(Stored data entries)

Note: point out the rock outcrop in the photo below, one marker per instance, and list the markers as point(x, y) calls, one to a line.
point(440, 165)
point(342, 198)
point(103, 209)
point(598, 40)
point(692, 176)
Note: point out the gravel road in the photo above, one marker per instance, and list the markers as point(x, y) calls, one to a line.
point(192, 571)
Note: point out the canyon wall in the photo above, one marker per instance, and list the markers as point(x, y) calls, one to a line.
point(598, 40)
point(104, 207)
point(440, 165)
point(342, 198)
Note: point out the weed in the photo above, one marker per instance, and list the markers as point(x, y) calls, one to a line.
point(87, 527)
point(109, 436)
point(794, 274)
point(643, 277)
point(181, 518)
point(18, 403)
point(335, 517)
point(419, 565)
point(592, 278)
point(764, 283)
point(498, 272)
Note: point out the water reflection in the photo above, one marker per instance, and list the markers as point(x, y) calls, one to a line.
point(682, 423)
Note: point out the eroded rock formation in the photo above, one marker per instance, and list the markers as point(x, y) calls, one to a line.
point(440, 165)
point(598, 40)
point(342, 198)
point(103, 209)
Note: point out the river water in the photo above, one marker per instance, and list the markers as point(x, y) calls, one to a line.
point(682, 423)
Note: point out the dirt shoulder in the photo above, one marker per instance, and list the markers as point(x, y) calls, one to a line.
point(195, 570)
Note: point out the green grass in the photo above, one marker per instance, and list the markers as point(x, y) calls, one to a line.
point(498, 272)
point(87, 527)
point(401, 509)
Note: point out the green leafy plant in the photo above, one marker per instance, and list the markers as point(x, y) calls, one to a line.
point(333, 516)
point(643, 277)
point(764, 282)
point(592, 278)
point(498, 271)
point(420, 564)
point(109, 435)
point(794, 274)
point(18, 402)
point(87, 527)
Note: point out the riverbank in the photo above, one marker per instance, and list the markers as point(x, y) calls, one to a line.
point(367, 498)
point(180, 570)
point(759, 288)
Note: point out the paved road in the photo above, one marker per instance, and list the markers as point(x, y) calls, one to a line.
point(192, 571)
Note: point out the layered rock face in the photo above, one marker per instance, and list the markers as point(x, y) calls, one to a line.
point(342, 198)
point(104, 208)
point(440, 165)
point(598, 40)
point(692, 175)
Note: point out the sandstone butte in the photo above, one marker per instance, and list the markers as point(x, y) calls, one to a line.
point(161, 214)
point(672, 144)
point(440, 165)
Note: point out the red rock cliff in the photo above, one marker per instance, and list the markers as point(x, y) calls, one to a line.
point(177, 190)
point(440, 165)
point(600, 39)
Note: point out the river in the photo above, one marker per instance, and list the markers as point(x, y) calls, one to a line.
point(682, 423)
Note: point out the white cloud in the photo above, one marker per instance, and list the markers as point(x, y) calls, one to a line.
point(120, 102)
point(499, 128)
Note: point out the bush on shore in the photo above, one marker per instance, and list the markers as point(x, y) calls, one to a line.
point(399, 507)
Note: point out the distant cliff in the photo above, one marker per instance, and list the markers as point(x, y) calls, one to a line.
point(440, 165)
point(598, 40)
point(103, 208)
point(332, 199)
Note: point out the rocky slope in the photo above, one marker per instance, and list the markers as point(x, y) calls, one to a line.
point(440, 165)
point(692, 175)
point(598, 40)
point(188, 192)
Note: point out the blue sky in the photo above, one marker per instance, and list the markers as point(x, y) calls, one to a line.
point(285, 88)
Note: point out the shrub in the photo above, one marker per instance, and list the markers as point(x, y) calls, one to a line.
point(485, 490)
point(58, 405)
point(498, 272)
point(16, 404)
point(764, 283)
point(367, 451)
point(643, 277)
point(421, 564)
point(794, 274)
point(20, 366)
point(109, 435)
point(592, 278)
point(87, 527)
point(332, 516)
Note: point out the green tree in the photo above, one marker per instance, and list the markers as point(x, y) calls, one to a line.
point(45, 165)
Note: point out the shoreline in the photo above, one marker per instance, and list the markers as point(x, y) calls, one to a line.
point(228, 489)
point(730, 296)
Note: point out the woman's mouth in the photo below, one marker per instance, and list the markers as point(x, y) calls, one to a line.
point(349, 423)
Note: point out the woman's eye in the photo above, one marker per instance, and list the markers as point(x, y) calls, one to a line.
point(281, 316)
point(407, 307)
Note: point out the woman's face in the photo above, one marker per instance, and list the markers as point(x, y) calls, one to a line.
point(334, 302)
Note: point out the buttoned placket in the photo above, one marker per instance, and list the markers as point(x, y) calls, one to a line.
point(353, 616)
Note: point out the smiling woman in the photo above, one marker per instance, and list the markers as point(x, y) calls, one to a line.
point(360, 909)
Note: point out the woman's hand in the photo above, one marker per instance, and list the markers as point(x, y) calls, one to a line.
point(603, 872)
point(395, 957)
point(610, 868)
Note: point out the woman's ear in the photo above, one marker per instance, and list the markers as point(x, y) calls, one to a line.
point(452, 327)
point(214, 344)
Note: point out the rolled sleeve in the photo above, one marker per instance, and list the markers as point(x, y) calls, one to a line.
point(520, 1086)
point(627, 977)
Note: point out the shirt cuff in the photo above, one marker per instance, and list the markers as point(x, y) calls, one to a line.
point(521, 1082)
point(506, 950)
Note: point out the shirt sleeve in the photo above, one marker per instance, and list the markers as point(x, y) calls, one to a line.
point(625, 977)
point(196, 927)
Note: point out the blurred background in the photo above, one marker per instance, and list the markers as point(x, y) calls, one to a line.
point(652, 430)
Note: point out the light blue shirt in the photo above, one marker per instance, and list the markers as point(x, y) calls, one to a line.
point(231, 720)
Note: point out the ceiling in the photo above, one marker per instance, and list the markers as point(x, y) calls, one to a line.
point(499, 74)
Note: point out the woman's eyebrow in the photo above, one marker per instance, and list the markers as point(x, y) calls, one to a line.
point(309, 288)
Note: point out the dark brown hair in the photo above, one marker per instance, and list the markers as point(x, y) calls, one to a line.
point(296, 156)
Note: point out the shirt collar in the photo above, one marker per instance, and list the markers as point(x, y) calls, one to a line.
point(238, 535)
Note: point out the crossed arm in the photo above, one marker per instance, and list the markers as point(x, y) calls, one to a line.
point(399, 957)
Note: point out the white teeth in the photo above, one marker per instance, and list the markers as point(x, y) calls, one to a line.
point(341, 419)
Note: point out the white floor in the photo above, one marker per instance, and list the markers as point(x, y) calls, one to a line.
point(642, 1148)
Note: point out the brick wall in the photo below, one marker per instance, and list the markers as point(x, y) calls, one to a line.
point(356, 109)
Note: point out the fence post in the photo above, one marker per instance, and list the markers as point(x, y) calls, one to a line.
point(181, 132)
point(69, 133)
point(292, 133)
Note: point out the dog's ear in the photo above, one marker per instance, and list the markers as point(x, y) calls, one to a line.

— REQUIRED ACTION —
All of the data shown above must be copied exactly.

— SOLUTION TO THIS TASK —
Note: point out the rock outcrop in the photo below, one marker per instance, and list the markers as point(x, y) calls, one to a line.
point(440, 165)
point(342, 198)
point(103, 209)
point(598, 40)
point(692, 176)
Note: point out the gravel road in the photo above, one marker per instance, and list the markers as point(x, y) calls, one to a line.
point(192, 571)
Note: point out the canyon wall in the photo above, one marker per instance, and list the markers as point(x, y) calls, one to a line.
point(598, 40)
point(104, 207)
point(440, 165)
point(342, 198)
Note: point out the weed in the photo above, one marker per instance, and list the markers as point(x, y) calls, one to a line.
point(87, 527)
point(109, 436)
point(794, 274)
point(643, 277)
point(181, 518)
point(18, 403)
point(335, 517)
point(419, 565)
point(592, 278)
point(764, 283)
point(498, 272)
Note: point out the water reflection in the photo above, one marker per instance, and list the markers as point(x, y) calls, one to a line.
point(682, 423)
Note: point out the eroded rock formation in the photo above, one marker per instance, and list the markers as point(x, y) calls, one to a line.
point(440, 165)
point(598, 40)
point(342, 198)
point(103, 209)
Note: point out the river water in the photo above, one marker per instance, and list the markers as point(x, y) calls, one to a line.
point(682, 423)
Note: point out the dirt shoulder in the photo above, one marker per instance, and list the markers as point(x, y) calls, one to a line.
point(195, 570)
Note: point out the green grass in the photo above, one marker per instance, and list the markers as point(x, y) calls, one to a line.
point(498, 272)
point(87, 527)
point(401, 509)
Note: point out the green leafy plant in the photo above, one marker per instance, and list the markers as point(x, y) calls, one to a line.
point(333, 516)
point(643, 277)
point(764, 282)
point(592, 278)
point(498, 271)
point(420, 564)
point(109, 435)
point(794, 274)
point(18, 402)
point(87, 527)
Note: point out the riverbank in the photo above, one marker per instance, and list the markers as point(x, y) calls, one to a line.
point(367, 498)
point(180, 570)
point(759, 288)
Note: point out the paved road in the photo above, one marker per instance, and list the markers as point(x, y) calls, one to a line.
point(192, 571)
Note: point out the layered rock face in the photo above, one marker per instance, and list the markers as point(x, y) calls, one to a line.
point(342, 198)
point(104, 208)
point(440, 165)
point(598, 40)
point(692, 175)
Note: point out the sandstone butte in the photo above, one marker per instance, and list the markers as point(x, y) calls, one to a line.
point(161, 214)
point(672, 144)
point(440, 165)
Note: point out the red rock cliff in the photo above, one marker per instance, and list the markers as point(x, y) calls, one to a line.
point(177, 190)
point(440, 165)
point(600, 39)
Note: point out the river in the photo above, one marker per instance, and list the markers as point(x, y) calls, one to a line.
point(682, 423)
Note: point out the white cloud in the photo above, one marker per instance, and list the markers as point(x, y) calls, one to a line.
point(120, 102)
point(499, 128)
Note: point out the bush on shore in the photo above, one marker per instance, and list the markers as point(x, y) calls, one to a line.
point(399, 507)
Note: point out the distant cliff in the photo above, one marker per instance, and list the markers as point(x, y) calls, one to a line.
point(440, 165)
point(598, 40)
point(103, 208)
point(332, 199)
Note: point out the rocky slope in the photo above, one marker per instance, and list the markers as point(x, y) calls, one to a line.
point(440, 165)
point(692, 175)
point(598, 40)
point(188, 192)
Note: point out the blue sky in the photo above, one marker per instance, and list the markers as point(x, y) calls, one to a line.
point(285, 88)
Note: point out the shrub in the photo above, one marker per instance, and list the markers as point(x, y) calls, one to a line.
point(485, 490)
point(58, 405)
point(498, 272)
point(16, 404)
point(764, 283)
point(367, 451)
point(643, 277)
point(421, 564)
point(794, 274)
point(20, 366)
point(109, 435)
point(592, 278)
point(87, 527)
point(332, 516)
Note: point out the green tree in the photo above, one marker per instance, and list the markers as point(x, y) calls, one to a line.
point(45, 165)
Note: point out the shoreline in the photo above, one marker per instance, and list the markers as point(x, y) calls, one to a line.
point(228, 489)
point(730, 296)
Note: point out the woman's mouth in the photo below, one marker per instance, and list the markers as point(x, y) calls, one to a line.
point(349, 423)
Note: point out the woman's eye in the photo above, one marker per instance, and list the markers as point(x, y) calls, one to a line.
point(281, 316)
point(407, 307)
Note: point out the woman's face in the photo above, one marker per instance, and list the markers as point(x, y) calls, one to a line.
point(334, 302)
Note: point out the buttoned placket in the photo above, one marker per instance, and list the markers as point(x, y) calls, one to a line.
point(353, 616)
Note: point out the smiling woman in the photo above, one marker per instance, and list the markers as point(x, y) calls, one to a line.
point(360, 909)
Note: point out the woman's hand in the photo above, one marker per instance, and list the markers as point(x, y) calls, one to a line.
point(603, 872)
point(395, 957)
point(610, 868)
Note: point out the woman's ear in the photo above, one marker per instance, and list the markers as point(x, y) calls, one to a line.
point(452, 327)
point(214, 344)
Note: point out the rolled sleeve in the photo above, one marker per instance, and list the markers as point(x, y) calls, one to a line.
point(520, 1086)
point(627, 977)
Note: point out the shirt cuff in the photo above, one marker per instance, and list the markers as point(x, y) calls, one to a line.
point(521, 1082)
point(506, 950)
Note: point out the shirt sleeve in the photo above, one marker per instance, and list the markers as point(x, y) calls, one to a line.
point(625, 977)
point(196, 927)
Note: point out the blurred background in the photo above, one marker per instance, and list the markers as point(x, y) calls, one to a line.
point(652, 430)
Note: point out the light blue shirt in the photo above, one marker per instance, and list the markers as point(x, y) calls, one to a line.
point(231, 720)
Note: point out the ceiling in the photo above, one marker per instance, and list the markers as point(x, y) calls, one to a line.
point(499, 74)
Note: point out the woman's eyebrow in the photo above, one marker per instance, and list the markers as point(x, y) calls, one to a line.
point(309, 288)
Note: point out the dark brown hair in the photo above, one marker per instance, and list the markers as point(x, y) calls, one to a line.
point(296, 156)
Note: point out the shirt collar in the photo above, one marker per instance, and list the markers as point(x, y) calls, one to a line.
point(238, 535)
Note: point out the crossed arm in the photo above, one marker per instance, and list the markers as point(x, y) calls, one to a line.
point(399, 957)
Note: point out the white teeth in the photo above, one marker per instance, and list the markers as point(x, y) calls, one to a line.
point(341, 419)
Note: point out the white floor in the photo above, one marker per instance, and list the markers as point(x, y) calls, one to a line.
point(642, 1148)
Note: point out the brick wall in the photo below, one marker per instance, and list the markers as point(x, y) calls, one to a line.
point(356, 109)
Note: point out the fence post in the photo above, one marker per instance, and list the markers as point(x, y) calls, one to a line.
point(181, 132)
point(69, 133)
point(292, 133)
Note: point out the dog's ear in the photo above, one marker per instance, and list the markers as point(x, y) calls, one to a line.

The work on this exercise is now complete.